Records from a data source
****************
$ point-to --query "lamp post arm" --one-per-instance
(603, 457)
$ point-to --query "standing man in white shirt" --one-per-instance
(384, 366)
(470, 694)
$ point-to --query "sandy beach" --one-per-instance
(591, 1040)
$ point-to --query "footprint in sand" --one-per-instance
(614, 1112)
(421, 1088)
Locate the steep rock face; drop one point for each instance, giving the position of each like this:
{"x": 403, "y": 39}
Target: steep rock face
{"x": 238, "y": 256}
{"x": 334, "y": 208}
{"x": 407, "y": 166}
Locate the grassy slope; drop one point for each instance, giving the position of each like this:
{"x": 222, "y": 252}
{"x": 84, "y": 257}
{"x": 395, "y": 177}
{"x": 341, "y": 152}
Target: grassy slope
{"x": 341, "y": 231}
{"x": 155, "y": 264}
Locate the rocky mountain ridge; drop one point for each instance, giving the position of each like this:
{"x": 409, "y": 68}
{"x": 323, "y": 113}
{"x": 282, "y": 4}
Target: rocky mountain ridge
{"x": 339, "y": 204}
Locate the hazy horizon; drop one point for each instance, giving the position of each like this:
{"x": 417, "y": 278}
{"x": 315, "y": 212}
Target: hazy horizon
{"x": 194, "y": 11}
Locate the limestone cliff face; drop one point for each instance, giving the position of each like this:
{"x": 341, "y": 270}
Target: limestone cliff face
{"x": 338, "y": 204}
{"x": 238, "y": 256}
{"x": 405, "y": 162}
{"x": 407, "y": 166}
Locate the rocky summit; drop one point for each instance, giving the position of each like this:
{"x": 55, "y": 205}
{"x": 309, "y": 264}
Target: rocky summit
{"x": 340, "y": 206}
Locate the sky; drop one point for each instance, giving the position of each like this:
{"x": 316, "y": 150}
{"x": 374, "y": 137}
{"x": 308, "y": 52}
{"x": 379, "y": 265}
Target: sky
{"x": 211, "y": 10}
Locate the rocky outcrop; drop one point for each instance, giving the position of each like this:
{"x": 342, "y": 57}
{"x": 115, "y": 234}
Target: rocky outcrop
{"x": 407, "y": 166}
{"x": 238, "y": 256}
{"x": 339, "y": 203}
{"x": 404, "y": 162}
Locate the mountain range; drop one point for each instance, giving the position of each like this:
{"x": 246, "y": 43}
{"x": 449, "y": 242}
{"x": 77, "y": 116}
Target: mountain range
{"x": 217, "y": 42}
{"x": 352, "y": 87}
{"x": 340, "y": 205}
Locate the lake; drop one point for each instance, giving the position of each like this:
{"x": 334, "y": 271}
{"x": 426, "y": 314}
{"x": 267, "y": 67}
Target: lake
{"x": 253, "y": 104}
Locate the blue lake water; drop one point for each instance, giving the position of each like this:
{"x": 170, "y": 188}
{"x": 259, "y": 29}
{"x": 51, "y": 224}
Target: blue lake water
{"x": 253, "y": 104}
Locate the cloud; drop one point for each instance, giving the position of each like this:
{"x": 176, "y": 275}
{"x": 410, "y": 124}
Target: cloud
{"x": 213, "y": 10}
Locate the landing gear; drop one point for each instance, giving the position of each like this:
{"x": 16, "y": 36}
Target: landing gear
****************
### Exercise details
From the line that holds "Target: mountain range" to the last line of the records above, print each line exactly. Add nothing else.

### Exercise solution
Target: mountain range
{"x": 217, "y": 42}
{"x": 352, "y": 87}
{"x": 340, "y": 205}
Locate the lake; drop one point for each instance, giving the position of each like this:
{"x": 334, "y": 271}
{"x": 426, "y": 314}
{"x": 267, "y": 67}
Target: lake
{"x": 253, "y": 104}
Locate the blue lake water; drop one point for each instance, giving the position of each like this:
{"x": 170, "y": 188}
{"x": 259, "y": 29}
{"x": 51, "y": 224}
Target: blue lake water
{"x": 253, "y": 104}
Locate the cloud; drop one point for each instance, giving the position of each like this:
{"x": 176, "y": 275}
{"x": 410, "y": 124}
Target: cloud
{"x": 213, "y": 10}
Locate the landing gear; drop one point for each instance, giving the position of each like this:
{"x": 16, "y": 36}
Target: landing gear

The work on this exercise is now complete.